→ WHAT TO WORK ON
Quote the routing protocols passage between "Neighbor state maintenance" and "to be flushed.", inclusive.

Routing protocols in general have several common functions:

Transport subsystem
    The routing protocol transmits messages to its peers using some
    underlying protocol.  For some, as in OSPF, this is IP.  For
    others, this can be a broadcast link layer, as in AODV.  Still
    others may run over TCP.  In many cases, the routing protocol is
    subject to attacks on its underlying protocol.

Neighbor state maintenance
    Each protocol has a different mechanism for determining its peers
    in the routing topology.  Some protocols have distinct exchanges
    through which they establish peering relationships, e.g., Hello
    exchanges in OSPF. The peering relationship formation is the first
    step of topology determination.  For protocols that maintain state
    about their peering relationships, attacks that disrupt the peering
    relationship can have widespread consequences.  For example, if the
    DR election is disrupted in an OSPF network, an unauthorized router
    could be chosen as designated router.  This might allow
    unauthorized access to routing information.  In BGP, if a router
    receives a CEASE message, it can break the peering relationship and
    cause any related topology information to be flushed.

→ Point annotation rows
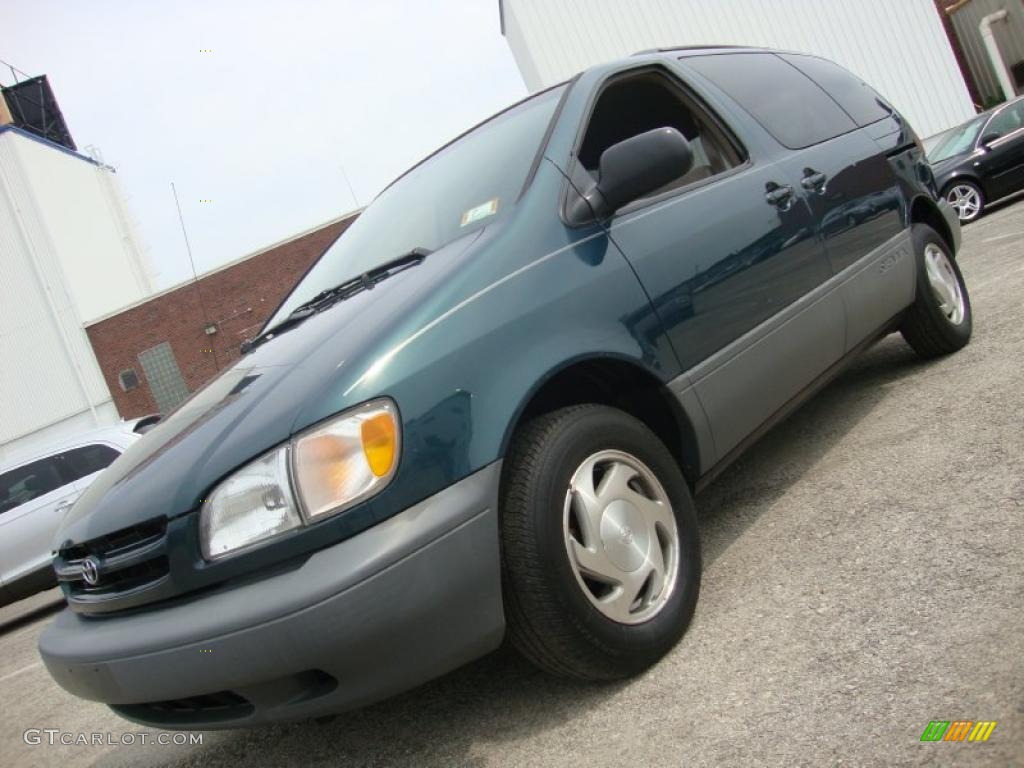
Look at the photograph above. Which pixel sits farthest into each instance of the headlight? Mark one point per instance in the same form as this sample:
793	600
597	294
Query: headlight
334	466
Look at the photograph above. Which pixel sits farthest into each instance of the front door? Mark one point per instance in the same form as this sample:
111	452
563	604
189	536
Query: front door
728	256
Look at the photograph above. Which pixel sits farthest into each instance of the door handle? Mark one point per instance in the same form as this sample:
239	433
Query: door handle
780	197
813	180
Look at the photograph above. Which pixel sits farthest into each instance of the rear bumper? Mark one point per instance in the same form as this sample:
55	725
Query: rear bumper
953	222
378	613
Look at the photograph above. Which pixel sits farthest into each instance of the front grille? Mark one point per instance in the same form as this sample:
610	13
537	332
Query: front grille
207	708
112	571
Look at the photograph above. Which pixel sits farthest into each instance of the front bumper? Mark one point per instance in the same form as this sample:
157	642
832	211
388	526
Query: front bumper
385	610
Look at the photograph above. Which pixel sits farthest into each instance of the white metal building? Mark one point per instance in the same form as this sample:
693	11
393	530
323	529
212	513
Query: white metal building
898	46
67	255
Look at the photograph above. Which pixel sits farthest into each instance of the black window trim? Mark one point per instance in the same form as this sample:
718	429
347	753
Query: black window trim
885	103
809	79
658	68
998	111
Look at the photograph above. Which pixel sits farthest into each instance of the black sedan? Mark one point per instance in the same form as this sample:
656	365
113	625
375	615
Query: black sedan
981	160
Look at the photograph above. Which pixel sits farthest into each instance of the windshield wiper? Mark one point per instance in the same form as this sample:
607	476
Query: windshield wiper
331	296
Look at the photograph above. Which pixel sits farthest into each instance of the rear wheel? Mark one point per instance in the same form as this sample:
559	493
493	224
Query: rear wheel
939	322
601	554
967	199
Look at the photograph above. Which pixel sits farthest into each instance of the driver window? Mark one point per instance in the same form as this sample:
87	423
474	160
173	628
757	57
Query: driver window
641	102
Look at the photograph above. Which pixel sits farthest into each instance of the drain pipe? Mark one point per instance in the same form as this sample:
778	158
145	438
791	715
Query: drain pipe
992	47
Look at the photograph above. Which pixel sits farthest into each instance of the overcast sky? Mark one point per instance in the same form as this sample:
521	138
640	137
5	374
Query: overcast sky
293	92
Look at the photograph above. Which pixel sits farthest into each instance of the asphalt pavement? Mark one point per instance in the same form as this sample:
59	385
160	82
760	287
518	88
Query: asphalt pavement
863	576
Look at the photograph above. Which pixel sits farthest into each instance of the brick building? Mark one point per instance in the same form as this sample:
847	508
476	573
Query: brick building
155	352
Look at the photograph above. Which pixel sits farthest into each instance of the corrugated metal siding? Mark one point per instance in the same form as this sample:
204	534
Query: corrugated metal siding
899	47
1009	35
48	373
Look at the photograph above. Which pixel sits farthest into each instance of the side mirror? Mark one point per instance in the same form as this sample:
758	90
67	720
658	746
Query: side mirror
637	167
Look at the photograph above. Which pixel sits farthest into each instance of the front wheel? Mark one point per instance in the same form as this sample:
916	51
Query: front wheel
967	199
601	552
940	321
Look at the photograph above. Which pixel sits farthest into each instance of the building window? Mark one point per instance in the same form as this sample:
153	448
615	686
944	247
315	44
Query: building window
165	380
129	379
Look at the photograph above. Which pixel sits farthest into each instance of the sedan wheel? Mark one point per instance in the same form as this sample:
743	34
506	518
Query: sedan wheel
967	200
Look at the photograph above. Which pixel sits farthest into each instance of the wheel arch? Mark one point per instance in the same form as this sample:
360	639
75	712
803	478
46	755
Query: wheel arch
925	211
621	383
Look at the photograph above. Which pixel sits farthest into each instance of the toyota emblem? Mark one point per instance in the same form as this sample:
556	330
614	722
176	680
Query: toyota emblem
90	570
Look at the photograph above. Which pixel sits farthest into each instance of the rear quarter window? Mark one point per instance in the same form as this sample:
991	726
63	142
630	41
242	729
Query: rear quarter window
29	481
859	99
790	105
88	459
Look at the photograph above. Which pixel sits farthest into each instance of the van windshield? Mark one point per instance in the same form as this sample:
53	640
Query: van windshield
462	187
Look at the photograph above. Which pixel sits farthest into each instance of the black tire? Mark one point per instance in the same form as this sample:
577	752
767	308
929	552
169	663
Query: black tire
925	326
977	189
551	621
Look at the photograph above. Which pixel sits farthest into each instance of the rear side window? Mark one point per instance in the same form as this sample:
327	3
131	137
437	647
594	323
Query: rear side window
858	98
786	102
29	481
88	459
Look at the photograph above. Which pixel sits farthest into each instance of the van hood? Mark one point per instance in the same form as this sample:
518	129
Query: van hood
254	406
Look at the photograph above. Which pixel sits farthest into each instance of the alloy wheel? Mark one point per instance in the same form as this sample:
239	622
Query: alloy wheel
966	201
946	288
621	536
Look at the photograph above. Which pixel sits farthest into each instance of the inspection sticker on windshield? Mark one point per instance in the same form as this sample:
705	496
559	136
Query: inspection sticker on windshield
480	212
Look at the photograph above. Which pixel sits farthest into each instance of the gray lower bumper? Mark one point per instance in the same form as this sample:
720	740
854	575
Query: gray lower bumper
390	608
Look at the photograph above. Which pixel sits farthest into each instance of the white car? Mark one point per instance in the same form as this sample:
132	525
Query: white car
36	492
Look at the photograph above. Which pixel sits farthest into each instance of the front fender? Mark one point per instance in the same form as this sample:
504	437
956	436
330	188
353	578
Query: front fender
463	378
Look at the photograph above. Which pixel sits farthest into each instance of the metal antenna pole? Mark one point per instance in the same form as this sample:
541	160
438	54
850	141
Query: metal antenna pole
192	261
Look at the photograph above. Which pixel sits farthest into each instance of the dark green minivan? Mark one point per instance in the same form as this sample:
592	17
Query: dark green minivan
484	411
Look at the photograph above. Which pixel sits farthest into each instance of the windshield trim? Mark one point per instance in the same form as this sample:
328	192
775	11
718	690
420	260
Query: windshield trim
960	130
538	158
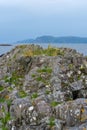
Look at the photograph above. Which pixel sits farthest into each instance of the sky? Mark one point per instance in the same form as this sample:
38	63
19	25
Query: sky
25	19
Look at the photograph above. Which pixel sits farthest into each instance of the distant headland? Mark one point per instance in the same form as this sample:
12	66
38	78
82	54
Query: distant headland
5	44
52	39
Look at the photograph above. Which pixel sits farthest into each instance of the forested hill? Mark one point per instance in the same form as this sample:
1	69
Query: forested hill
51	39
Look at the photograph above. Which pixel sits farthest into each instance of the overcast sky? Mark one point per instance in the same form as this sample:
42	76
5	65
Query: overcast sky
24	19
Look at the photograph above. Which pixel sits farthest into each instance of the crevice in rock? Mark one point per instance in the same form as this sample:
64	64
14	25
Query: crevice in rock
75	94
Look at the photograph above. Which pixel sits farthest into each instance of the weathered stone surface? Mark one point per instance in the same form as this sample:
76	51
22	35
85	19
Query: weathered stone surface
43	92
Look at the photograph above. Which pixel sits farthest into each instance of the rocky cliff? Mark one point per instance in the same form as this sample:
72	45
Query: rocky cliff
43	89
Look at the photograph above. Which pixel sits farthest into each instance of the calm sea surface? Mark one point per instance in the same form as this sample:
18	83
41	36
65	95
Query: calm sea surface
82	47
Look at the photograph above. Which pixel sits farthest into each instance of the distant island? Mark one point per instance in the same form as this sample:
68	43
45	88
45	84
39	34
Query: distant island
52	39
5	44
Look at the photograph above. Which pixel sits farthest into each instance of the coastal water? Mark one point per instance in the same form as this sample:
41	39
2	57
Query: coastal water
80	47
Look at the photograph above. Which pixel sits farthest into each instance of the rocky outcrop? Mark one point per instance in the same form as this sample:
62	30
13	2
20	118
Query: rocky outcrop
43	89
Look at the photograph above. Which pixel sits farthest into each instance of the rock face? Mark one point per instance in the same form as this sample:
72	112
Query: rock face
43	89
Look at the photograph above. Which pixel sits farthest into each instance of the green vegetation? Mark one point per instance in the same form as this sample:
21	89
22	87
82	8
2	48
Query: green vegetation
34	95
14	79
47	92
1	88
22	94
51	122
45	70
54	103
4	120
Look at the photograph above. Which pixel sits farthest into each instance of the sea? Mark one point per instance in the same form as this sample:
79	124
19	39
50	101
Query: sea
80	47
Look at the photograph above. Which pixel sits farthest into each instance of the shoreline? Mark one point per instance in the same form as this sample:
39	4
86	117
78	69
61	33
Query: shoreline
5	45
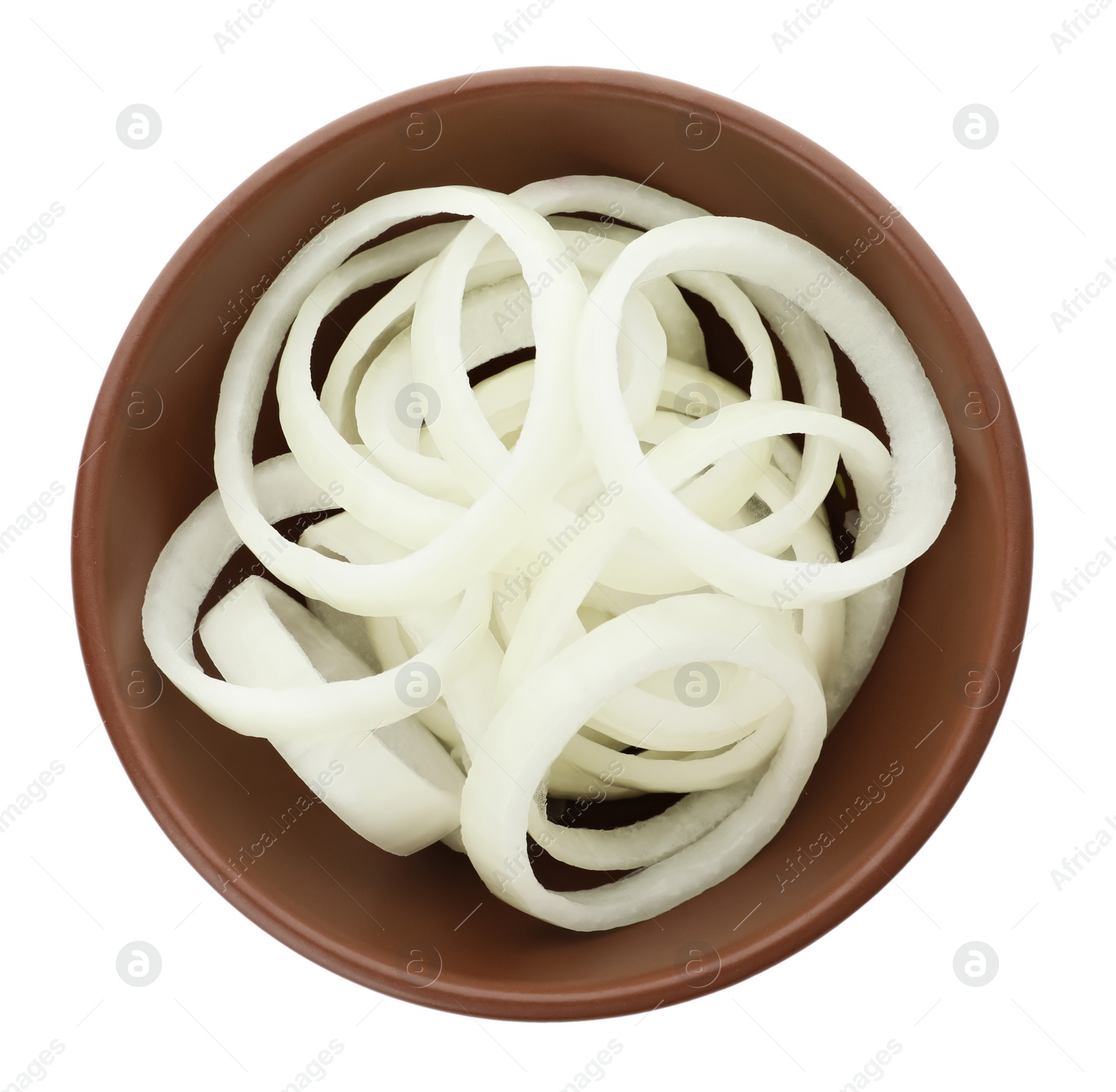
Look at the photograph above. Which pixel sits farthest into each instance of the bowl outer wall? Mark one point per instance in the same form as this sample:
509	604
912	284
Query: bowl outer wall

→ CORRECT RESPONSE
Neighbor state maintenance
    Each protocol has a different mechanism for determining its peers
    in the routing topology.  Some protocols have distinct exchanges
    through which they establish peering relationships, e.g., Hello
    exchanges in OSPF. The peering relationship formation is the first
    step of topology determination.  For protocols that maintain state
    about their peering relationships, attacks that disrupt the peering
    relationship can have widespread consequences.  For example, if the
    DR election is disrupted in an OSPF network, an unauthorized router
    could be chosen as designated router.  This might allow
    unauthorized access to routing information.  In BGP, if a router
    receives a CEASE message, it can break the peering relationship and
    cause any related topology information to be flushed.